> [Problem to solve]: Would you reproduce the entries that follow exactly as they appear?

= = = = = = =

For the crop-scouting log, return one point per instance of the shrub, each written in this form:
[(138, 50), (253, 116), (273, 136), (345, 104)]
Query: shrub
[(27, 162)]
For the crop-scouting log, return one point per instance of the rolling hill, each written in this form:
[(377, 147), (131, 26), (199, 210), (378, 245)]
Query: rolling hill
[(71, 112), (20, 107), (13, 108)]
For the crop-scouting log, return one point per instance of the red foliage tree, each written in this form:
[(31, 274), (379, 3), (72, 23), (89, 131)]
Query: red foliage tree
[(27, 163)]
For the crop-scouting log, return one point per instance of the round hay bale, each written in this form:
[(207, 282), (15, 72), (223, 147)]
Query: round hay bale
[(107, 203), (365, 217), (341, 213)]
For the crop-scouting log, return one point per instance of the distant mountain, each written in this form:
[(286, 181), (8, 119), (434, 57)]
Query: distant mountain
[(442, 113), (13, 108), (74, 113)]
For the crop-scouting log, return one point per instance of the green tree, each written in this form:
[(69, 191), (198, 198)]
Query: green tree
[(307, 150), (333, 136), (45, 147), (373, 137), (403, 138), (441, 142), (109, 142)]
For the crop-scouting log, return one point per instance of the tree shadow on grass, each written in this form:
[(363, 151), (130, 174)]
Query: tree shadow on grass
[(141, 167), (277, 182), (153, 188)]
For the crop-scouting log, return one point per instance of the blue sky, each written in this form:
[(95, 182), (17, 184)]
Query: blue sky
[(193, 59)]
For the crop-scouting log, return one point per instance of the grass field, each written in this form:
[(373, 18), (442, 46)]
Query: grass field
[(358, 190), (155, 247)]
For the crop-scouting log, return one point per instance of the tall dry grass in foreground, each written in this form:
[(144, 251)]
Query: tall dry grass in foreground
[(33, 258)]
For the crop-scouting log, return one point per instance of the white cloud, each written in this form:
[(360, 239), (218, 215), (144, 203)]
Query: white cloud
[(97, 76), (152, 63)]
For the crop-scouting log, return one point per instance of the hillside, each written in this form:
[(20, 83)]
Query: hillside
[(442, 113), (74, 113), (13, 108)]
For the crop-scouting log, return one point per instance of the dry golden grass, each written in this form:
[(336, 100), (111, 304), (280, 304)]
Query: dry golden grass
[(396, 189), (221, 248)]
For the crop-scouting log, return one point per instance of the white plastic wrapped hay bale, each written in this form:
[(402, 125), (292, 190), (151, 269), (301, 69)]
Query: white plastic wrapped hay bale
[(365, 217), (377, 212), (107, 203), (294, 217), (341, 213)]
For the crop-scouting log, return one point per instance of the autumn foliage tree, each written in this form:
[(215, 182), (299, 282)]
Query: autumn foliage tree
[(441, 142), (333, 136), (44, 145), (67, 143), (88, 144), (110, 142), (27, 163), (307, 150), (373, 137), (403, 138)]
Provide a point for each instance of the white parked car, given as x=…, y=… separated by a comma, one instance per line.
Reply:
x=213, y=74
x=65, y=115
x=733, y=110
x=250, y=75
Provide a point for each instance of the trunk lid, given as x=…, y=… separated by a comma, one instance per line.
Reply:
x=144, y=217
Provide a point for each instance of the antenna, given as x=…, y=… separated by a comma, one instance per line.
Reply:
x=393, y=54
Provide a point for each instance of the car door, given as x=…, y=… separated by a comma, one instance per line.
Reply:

= = = = = = =

> [Task answer]:
For the crop-scouting log, return one point per instance of the shrub, each written in this form:
[(138, 50), (253, 116), (273, 136), (345, 104)]
Query: shrub
[(27, 162)]
For the crop-scouting log, return one point per instance of the rolling hill, each written in this form:
[(377, 147), (131, 26), (199, 210), (378, 245)]
Query: rolling hill
[(71, 112), (20, 107), (13, 108)]
For the crop-scouting log, return one point per instance of the red foliage tree, each written in this form:
[(31, 274), (379, 3), (72, 23), (89, 131)]
Query: red foliage tree
[(27, 163)]
For the crop-scouting log, return one point per instance of the round hay bale, each written in this form:
[(207, 282), (15, 72), (223, 147)]
Query: round hay bale
[(107, 203), (365, 217), (341, 213)]
For the crop-scouting log, return one point per instance of the distant mountain, each written in this form:
[(286, 181), (8, 119), (434, 57)]
Query: distant mountain
[(442, 113), (13, 108), (74, 113)]
For the crop-scouting log, return one point per instance of the green tree, each written in this form:
[(69, 191), (198, 198)]
Query: green tree
[(307, 150), (333, 136), (45, 147), (373, 137), (403, 138), (441, 142), (109, 142)]
For the crop-scouting log, return one point per instance of the tree shadow on grass, each written in this form:
[(363, 151), (130, 174)]
Query: tree shadow on grass
[(141, 167), (277, 182), (153, 188)]
For the crop-scouting log, return one point per instance of the blue sky, each written in this form:
[(95, 182), (17, 184)]
Query: blue sky
[(193, 59)]
For the crop-scouting log, return one point per instance of the grass field, each written in this form:
[(373, 18), (442, 46)]
Query: grass field
[(358, 190), (155, 247)]
For the crop-scouting log, return one point per instance of the tall dry grass in foreground, each written in this form:
[(144, 251)]
Query: tall dry grass in foreground
[(33, 258)]
For the crop-scouting log, return one point per instance of the white cloud, each written in this form:
[(360, 239), (218, 215), (144, 203)]
Query: white cloud
[(97, 76), (152, 63)]
For the crop-scouting log, return one point per instance of the hillside, each written in this form:
[(20, 83)]
Query: hillside
[(442, 113), (74, 113), (13, 108)]
For the crop-scouting log, return one point per instance of the dry golden grass, each written in this form:
[(336, 100), (111, 304), (280, 304)]
Query: dry golden grass
[(396, 189), (221, 248)]
For the crop-scouting log, return one point per instance of the white plastic wrapped hay bale, each written in this form:
[(402, 125), (292, 190), (151, 269), (301, 69)]
Query: white plastic wrapped hay bale
[(365, 217), (377, 212), (107, 203), (294, 217), (341, 213)]
For the crop-scouting log, return one point per instance of the autumn foliage tree, each written in this form:
[(215, 182), (299, 282)]
Query: autumn foliage tree
[(441, 142), (333, 136), (44, 145), (67, 143), (88, 144), (110, 142), (27, 163), (307, 150), (373, 137), (403, 138)]
Provide a point for each instance of the white parked car, given as x=…, y=… separated by a comma, one instance per line.
Reply:
x=213, y=74
x=65, y=115
x=733, y=110
x=250, y=75
Provide a point for each instance of the trunk lid, given as x=…, y=… separated by a comma, one instance per line.
Reply:
x=144, y=217
Provide a point for each instance of the antenna, given as x=…, y=… separated by a comma, one instance per line.
Reply:
x=393, y=54
Provide a point for each instance of the car door, given as x=…, y=… separated by a comma, one instance per line.
Reply:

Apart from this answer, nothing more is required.